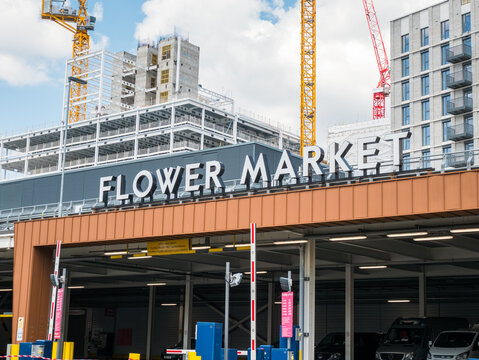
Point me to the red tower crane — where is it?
[363,0,391,120]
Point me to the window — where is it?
[422,150,431,168]
[421,75,429,96]
[401,34,409,53]
[441,44,449,65]
[402,81,409,101]
[160,91,168,102]
[462,13,471,33]
[441,69,451,90]
[421,100,431,121]
[441,20,449,40]
[442,120,451,142]
[402,154,411,171]
[422,125,431,146]
[442,94,451,116]
[401,129,411,150]
[421,50,429,71]
[160,69,170,84]
[402,105,411,126]
[161,45,171,60]
[421,28,429,46]
[402,56,409,77]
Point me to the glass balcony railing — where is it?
[446,44,472,64]
[447,96,472,115]
[446,69,472,89]
[447,124,474,141]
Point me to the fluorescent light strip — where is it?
[386,231,428,238]
[413,235,454,241]
[359,265,387,270]
[128,255,152,260]
[273,240,308,245]
[451,228,479,234]
[191,245,211,250]
[103,251,128,256]
[329,235,368,241]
──────
PROMPT: Rescale the box coordinates in the answers for all of the items above by multiplying each number by 0.95 and rounding to whole numbers, with halves rounded up. Give every line again, requests included, but leave the pictures out.

WRITTEN RESPONSE:
Point me to the red tower crane — where is it?
[345,0,371,114]
Point me to the window — where is it?
[401,143,409,160]
[400,71,408,91]
[381,32,389,50]
[419,42,427,62]
[382,77,389,96]
[152,86,160,97]
[439,12,447,31]
[419,66,428,86]
[400,95,409,115]
[419,19,427,38]
[420,114,428,135]
[382,146,390,162]
[401,119,409,139]
[420,89,428,110]
[381,123,390,143]
[400,48,408,67]
[152,66,162,80]
[382,100,390,120]
[153,43,162,57]
[400,27,408,44]
[382,53,389,73]
Point me to the glass balcony railing — where is it?
[424,42,448,61]
[425,91,448,109]
[424,66,448,85]
[425,118,450,134]
Point me to the fluorescent light strip — where is it?
[367,219,407,226]
[392,223,431,229]
[341,252,368,257]
[122,242,144,247]
[259,228,293,233]
[428,217,455,222]
[181,233,200,238]
[98,238,122,243]
[313,223,350,229]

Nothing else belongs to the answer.